• [Work request 1]:
Decide whether each statement below agrees with the excerpt on hair relaxers and sodium hydroxide. For each, answer yes or no and quote the deciding words. (a) An Oxford University study found that frequent use of lye-based products raised breast cancer risk by 30 percent. (b) The excerpt says a direct link between chemical relaxers and CCCA has been established. (c) Sodium hydroxide can be found in oven cleaners.
• [Work request 2]:
According to the excerpt on hair relaxers and sodium hydroxide, what is one eventual outcome of scarring of the hair follicle?
• [Work request 3]:
Reproduce the stretch of the excerpt on hair relaxers and sodium hydroxide from "Although there may" through "the health platform.".

• [Page excerpt]:
══════
According to the Agency for Toxic Substances and Disease Registry, sodium hydroxide can be “very corrosive and cause severe burns in all tissue it comes into contact with”.
One study conducted by Oxford University, also revealed frequent use of lye-based products increased breast cancer risk by 30 percent.
One Londoner recently shared her plight after discovering chunks of hair were missing from the back of her head.
She continued: “[…] The next few days, you have scabs, across along your hairline or anywhere on your scalp. But it’s something that you’ve come to accept as part of the process.”
Central Centrifugal Cicatricial Alopecia (CCCA) – a type of scarring alopecia – has previously been linked to hair relaxers.
According to the Trichology Clinic, chemical relaxers could be a source of damage to the scalp and follicles which leads to their inflammation.
Although there may not be a direct link between chemical relaxers and CCCA, the effects of the product may definitely lead to scarring, according to the health platform.
One of the eventual outcomes of scarring of the hair follicle is irreversible hair loss.
Repeated contact with sodium hydroxide, which can be found in certain soaps, paper and oven cleaners, may cause dermatitis.
According to the TN Department of Health: “Contact with very high concentrations of sodium hydroxide can cause severe burns to the eyes, skin digestion system or lungs, resulting in permanent damage or death.”
Continuous inhalation, too, can lead to permanent damage.
══════
Referring-expression pointing data:
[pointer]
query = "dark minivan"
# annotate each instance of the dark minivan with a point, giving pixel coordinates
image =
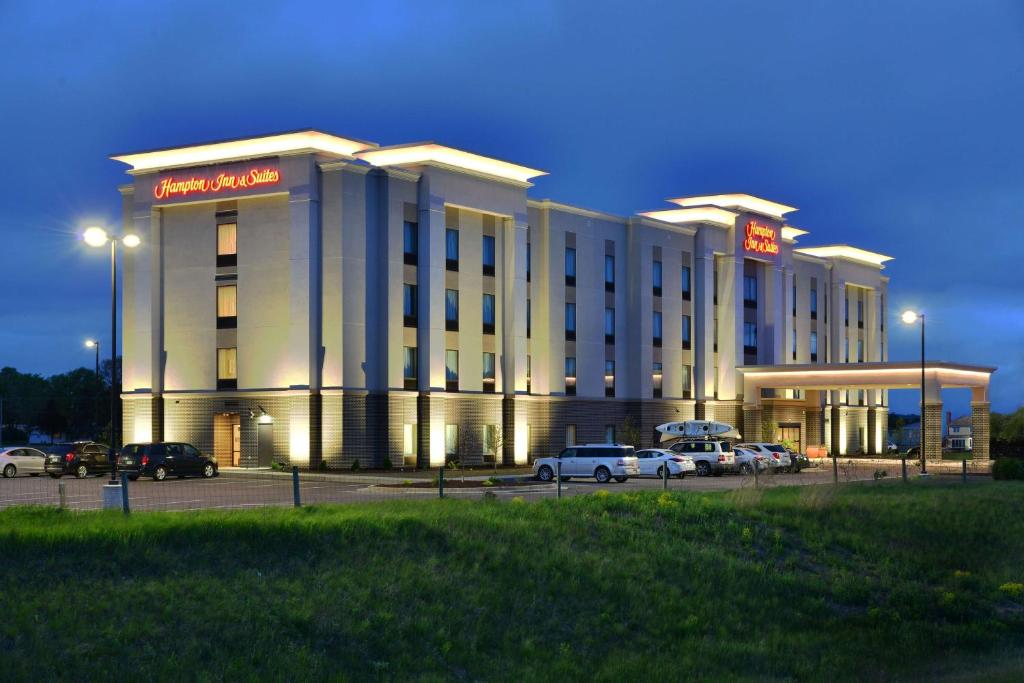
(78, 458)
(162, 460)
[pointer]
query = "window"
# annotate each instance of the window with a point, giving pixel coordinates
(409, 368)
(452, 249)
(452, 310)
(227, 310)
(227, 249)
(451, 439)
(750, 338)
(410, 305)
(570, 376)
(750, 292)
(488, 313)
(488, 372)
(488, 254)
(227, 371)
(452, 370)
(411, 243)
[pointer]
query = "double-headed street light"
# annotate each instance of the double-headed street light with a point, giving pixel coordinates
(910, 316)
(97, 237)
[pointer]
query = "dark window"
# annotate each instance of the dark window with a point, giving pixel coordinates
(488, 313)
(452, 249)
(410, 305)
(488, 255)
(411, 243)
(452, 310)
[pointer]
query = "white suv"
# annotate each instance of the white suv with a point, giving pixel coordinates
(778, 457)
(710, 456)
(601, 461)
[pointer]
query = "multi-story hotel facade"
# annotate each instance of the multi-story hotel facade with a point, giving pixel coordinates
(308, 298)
══════
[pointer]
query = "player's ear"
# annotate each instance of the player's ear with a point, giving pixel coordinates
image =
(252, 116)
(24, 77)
══════
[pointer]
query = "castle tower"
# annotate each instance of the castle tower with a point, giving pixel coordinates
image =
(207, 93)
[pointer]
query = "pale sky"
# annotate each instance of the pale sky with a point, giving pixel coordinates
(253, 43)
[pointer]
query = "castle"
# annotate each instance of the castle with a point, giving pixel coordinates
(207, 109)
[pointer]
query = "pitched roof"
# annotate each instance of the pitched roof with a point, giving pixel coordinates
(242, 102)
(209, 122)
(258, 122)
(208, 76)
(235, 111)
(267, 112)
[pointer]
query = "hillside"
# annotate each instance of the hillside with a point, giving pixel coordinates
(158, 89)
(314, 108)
══════
• [Task result 1]:
(a) Yes: "frequent use of lye-based products increased breast cancer risk by 30 percent"
(b) No: "Although there may not be a direct link between chemical relaxers and CCCA"
(c) Yes: "which can be found in certain soaps, paper and oven cleaners"

• [Task result 2]:
Irreversible hair loss.

• [Task result 3]:
Although there may not be a direct link between chemical relaxers and CCCA, the effects of the product may definitely lead to scarring, according to the health platform.